▶ _文書抜粋_
自閉症のすべてがわかる本
佐々木 正美
講談社
1 おとなしいのは、病気だから?
2 原因はしつけじゃない
3 専門家と協力して療育をすすめる
4 TEACCHで社会性を身につける
5 社会生活に入っていくために
これは、ものすごくいい本です!
このブログのテーマである「自閉症児の家庭の療育」に、これほどまでにしっくりと当てはまる本が出たことは、これから自閉症というものを知り、療育に取り組んでいかなければならない親御さんにとって、大きな福音と言えるでしょう。
(この後、中身を一部転載します。もし問題あるようでしたら、ご連絡いただければ削除します)
本書は、各章の最初に導入として見開き2ページの「ストーリー」があります。
ある夫婦が、「自分の子どもは何かおかしい」と感じるところから、子どもが自閉症だと知り、TEACCHによる療育に取り組むようになるまでが段階を追って描かれていきます。

↑第2章の導入ストーリー。子どもが周囲に溶け込めず、しつけが悪いのかと育児書を調べた結果、自閉症の可能性に気づき、これからどうしていこうかと悩む姿を描いています。
そして、第1章は「自閉症とはどんな障害か」、第2章は「自閉症の原因は何で、どこでどうやって診断するのか」、第3章は「自閉症児の療育法の一般論」、第4章と第5章はTEACCHに絞った詳細な療育方法について、イラストと図表をベースに分かりやすくシンプルに解説されます。
この構成とその内容もよく考えられている、と思います。

▶ _提供データ_
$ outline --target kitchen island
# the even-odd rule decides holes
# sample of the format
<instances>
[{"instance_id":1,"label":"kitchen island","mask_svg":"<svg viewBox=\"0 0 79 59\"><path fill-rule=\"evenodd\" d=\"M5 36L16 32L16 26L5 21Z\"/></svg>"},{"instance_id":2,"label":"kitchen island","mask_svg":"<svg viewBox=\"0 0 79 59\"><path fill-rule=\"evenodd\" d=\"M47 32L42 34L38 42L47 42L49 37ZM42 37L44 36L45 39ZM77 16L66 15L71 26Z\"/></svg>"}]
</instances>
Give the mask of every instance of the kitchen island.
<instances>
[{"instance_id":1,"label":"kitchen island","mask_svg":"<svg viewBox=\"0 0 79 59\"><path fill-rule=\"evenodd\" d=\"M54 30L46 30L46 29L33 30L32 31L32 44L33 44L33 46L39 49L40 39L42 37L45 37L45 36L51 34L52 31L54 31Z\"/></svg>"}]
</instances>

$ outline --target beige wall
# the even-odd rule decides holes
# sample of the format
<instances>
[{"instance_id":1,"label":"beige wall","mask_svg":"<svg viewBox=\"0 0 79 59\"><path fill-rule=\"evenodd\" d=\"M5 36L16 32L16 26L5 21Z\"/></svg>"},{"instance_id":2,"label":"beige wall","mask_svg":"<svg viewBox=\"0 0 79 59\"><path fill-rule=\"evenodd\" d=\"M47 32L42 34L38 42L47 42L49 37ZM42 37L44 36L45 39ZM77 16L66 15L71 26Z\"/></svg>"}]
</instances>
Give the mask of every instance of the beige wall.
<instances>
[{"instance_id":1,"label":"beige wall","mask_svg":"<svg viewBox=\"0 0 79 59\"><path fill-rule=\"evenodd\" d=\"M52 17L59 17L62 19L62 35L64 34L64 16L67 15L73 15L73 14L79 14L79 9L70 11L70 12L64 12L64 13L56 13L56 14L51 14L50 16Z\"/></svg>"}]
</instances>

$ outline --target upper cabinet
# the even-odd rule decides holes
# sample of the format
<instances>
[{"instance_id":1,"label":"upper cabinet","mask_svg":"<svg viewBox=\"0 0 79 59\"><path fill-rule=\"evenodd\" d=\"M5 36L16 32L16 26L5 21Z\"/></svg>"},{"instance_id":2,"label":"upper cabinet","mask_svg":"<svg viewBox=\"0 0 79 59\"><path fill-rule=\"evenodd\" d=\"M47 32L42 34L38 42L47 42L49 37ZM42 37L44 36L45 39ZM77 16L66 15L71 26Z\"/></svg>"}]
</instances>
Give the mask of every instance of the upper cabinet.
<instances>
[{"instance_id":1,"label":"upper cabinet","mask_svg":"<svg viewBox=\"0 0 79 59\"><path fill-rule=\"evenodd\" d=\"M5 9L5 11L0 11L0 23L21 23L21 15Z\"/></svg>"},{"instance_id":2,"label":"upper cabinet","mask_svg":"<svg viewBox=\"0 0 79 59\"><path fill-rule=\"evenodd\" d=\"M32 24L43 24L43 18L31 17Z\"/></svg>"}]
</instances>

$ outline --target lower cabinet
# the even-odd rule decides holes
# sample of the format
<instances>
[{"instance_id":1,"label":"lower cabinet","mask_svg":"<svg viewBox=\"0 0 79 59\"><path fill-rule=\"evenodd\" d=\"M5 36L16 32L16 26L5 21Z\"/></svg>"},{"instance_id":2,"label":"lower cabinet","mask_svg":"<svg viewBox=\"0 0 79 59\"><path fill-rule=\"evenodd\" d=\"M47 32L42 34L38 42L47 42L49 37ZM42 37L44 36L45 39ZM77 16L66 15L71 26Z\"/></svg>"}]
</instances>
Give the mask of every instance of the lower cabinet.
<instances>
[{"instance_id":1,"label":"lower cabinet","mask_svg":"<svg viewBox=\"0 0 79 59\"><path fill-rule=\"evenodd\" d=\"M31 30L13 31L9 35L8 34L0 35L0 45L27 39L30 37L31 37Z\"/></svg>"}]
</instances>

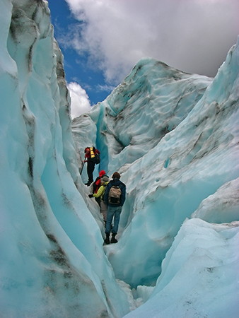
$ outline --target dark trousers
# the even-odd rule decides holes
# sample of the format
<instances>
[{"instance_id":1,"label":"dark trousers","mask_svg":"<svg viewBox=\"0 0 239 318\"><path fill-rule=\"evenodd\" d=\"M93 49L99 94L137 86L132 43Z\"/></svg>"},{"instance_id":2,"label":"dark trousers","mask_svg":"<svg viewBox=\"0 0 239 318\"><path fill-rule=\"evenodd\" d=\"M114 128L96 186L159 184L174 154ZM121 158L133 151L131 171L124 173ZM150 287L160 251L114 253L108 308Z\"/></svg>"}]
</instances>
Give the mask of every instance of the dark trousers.
<instances>
[{"instance_id":1,"label":"dark trousers","mask_svg":"<svg viewBox=\"0 0 239 318\"><path fill-rule=\"evenodd\" d=\"M88 183L92 183L93 182L93 172L95 169L95 163L92 161L87 162L87 175L88 175Z\"/></svg>"}]
</instances>

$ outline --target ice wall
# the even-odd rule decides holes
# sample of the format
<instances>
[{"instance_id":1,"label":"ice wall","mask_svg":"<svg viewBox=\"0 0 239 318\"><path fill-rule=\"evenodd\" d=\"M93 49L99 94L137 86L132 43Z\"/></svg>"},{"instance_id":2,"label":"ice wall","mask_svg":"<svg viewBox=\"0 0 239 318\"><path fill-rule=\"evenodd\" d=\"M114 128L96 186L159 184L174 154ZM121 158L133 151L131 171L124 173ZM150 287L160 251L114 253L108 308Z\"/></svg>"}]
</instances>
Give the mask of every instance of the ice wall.
<instances>
[{"instance_id":1,"label":"ice wall","mask_svg":"<svg viewBox=\"0 0 239 318\"><path fill-rule=\"evenodd\" d=\"M81 194L47 2L2 0L0 17L1 317L122 317L127 295Z\"/></svg>"},{"instance_id":2,"label":"ice wall","mask_svg":"<svg viewBox=\"0 0 239 318\"><path fill-rule=\"evenodd\" d=\"M76 142L96 144L100 169L119 171L127 184L119 240L105 251L116 276L146 302L128 317L223 317L228 303L236 317L238 55L238 42L214 79L143 59L73 122Z\"/></svg>"}]
</instances>

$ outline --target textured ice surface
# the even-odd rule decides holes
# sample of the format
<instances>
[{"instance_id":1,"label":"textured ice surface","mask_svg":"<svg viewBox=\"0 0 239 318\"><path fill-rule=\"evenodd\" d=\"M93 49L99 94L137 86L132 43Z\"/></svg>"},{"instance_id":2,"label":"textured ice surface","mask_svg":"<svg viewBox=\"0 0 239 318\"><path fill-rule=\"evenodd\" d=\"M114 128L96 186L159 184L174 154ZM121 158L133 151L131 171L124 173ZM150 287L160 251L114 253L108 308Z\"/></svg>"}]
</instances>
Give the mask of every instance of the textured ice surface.
<instances>
[{"instance_id":1,"label":"textured ice surface","mask_svg":"<svg viewBox=\"0 0 239 318\"><path fill-rule=\"evenodd\" d=\"M47 1L0 6L1 317L236 317L238 45L214 79L139 61L72 138ZM93 144L127 184L105 247Z\"/></svg>"}]
</instances>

▶ _課題一覧_
1. 自閉症の本の紹介文のうち、「(この後、中身を一部転載しま」で始まり「階を追って描かれていきます。」で終わる部分をそのまま書き写すこと。
2. 自閉症の本の紹介文を、最後の文に続けて書き進めること。

▶ _記述解答_
1.
(この後、中身を一部転載します。もし問題あるようでしたら、ご連絡いただければ削除します)
本書は、各章の最初に導入として見開き2ページの「ストーリー」があります。
ある夫婦が、「自分の子どもは何かおかしい」と感じるところから、子どもが自閉症だと知り、TEACCHによる療育に取り組むようになるまでが段階を追って描かれていきます。

2.
第1章の「自閉症とは」にしても、よくあるような自閉症の定義を延々と書くといったことは一切なく、幼い頃から見られる自閉症の徴候(サイン)を箇条書きで並べながら、その徴候の全体像として、自閉症の三つ組みの障害が浮かび上がるような書き方になっています。
そして続く第2章、第3章も、子どもが自閉症らしいと知ったら必ず知りたくなる「原因は何?どうやったら治るの?どんな治療法があるの?どこに相談すればいいの?」といった疑問に、過不足なく答える内容になっています。
つまり、本書の1章から3章までを読めば、子どもが自閉症かも知れないと分かった親御さんがすぐに知りたいことは、およそ網羅されているということになります。ここまでのボリュームはわずか50ページ弱、しかもほとんどがイラストと図表ですから、1時間か2時間もあれば読めてしまいます。
この「すぐ読めて全体像がわかる」ということは、自閉症の入門書としてはとにかく大切だ、と思います。
よくある不幸なパターンは、これらの疑問を解決するのに時間がかかり、その間に不安ばかりが募ってしまい、たまたま見かけた「自閉症の原因は○○で、××療法で必ず治る」といった、妙に「分かりやすい」インチキ療法に引っかかってしまう、というものです。
正しい知識を最初に知ることこそが、インチキ療法への強力な免疫力になるのです。
そして圧巻は、本書の残り半分を占める第4章、第5章の「TEACCH入門」です。
私は以前、「初めてTEACCHを本で学んだとき、よく分からなかった」ということを書きました。
そのときは実際、「TEACCHは何を療育するのか」が分からなかったのです。
ところが、本書をみるととても分かりやすく書いてあったりします。

ここに書いてある6つの項目が、「TEACCHが療育しようとする領域」です。
率直にいって、このためだけにこの本を買ってもいいくらい、この図には価値があると思います。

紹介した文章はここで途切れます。